Copy out the records below, swapping every "Logged" for "Recorded" and leaving everything else unchanged.

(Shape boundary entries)
■ ■ ■ ■
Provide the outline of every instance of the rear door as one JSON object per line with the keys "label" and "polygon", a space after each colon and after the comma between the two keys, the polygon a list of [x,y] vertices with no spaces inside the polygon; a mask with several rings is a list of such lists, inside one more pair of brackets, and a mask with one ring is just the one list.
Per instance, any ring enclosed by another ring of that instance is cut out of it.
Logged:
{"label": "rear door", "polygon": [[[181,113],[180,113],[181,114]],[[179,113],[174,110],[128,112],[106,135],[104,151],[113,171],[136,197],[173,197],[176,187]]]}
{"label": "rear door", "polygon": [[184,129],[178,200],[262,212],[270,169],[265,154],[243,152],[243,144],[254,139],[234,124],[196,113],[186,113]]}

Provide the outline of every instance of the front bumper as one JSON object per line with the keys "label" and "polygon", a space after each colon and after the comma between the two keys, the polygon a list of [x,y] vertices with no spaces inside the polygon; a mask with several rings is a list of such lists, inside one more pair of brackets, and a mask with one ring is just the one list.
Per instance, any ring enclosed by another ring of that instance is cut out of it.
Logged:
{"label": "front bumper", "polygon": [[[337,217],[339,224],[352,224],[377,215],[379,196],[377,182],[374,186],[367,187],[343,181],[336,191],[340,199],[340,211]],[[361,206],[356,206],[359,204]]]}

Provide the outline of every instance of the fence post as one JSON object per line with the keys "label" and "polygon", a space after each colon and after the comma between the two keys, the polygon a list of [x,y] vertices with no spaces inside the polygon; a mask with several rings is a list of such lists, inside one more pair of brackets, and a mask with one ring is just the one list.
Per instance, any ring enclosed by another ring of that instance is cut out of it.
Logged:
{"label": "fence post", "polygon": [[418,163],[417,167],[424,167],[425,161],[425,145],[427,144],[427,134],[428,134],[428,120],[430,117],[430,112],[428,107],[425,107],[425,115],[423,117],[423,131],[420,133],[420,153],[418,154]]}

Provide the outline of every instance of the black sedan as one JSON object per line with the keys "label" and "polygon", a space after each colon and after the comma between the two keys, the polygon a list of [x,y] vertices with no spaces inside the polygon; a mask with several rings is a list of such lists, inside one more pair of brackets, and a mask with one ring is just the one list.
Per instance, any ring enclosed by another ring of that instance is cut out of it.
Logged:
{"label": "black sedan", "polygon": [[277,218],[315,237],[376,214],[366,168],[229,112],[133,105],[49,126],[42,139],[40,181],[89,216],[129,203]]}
■ ■ ■ ■
Exercise answer
Provide the outline of every instance of the rear door as one JSON object per line with the keys "label" and "polygon", a space after each colon and after the comma between the two keys, the polygon a list of [x,y] vertices with no spaces inside the polygon; a mask with several rings is a list of such lists, inside one more pair of brackets, and a mask with one ring is just the one list.
Per instance, any ring enclosed by another ring of that instance is cut out of it.
Recorded:
{"label": "rear door", "polygon": [[[181,113],[180,113],[181,114]],[[179,113],[174,110],[128,112],[106,135],[104,151],[113,171],[136,197],[173,197],[176,187]]]}
{"label": "rear door", "polygon": [[184,129],[178,200],[262,212],[270,169],[265,154],[243,152],[243,144],[254,139],[234,124],[196,113],[186,113]]}

Provide the outline of every instance of the front bumper as one JSON object per line with the keys "label" and "polygon", a space after each colon and after the comma between the two keys, the polygon a list of [x,y] vertices with no spaces inside the polygon; a mask with several rings is a list of such lists, inside one more pair of brackets, and a mask with one ring is just the one list.
Per instance, any ring enclosed by another ring of that instance is cut out of it.
Recorded:
{"label": "front bumper", "polygon": [[[337,217],[339,224],[352,224],[377,215],[379,196],[377,182],[374,186],[367,187],[343,181],[336,191],[340,199],[340,211]],[[361,206],[356,206],[359,204]]]}

Provide the outline of every instance of the fence post as one JSON object per line with the keys "label" and "polygon", a space after each colon and after the comma between the two keys, the polygon a list of [x,y] vertices with no spaces inside the polygon; a mask with several rings is a list of such lists, inside one more pair of brackets, and a mask with one ring is just the one list.
Per instance, any ring enclosed by another ring of that instance is cut out of it.
Recorded:
{"label": "fence post", "polygon": [[418,163],[417,167],[424,167],[425,161],[425,145],[427,144],[427,134],[428,134],[428,120],[430,117],[430,112],[428,107],[425,107],[425,115],[423,117],[423,131],[420,133],[420,153],[418,154]]}

Provide the outline of every instance of the black sedan as one JSON object per line with the keys "label" and "polygon", a space after each colon and after the comma between the two keys, the polygon a list of [x,y] vertices with no spaces inside the polygon; a mask with several rings is a list of such lists, inside one more pair of brackets, and a mask with one ring is just the one list.
Per instance, any ring enclosed by another ring of that instance is cut out of it.
Recorded:
{"label": "black sedan", "polygon": [[277,218],[315,237],[376,214],[366,168],[229,112],[133,105],[49,126],[42,139],[40,181],[89,216],[129,203]]}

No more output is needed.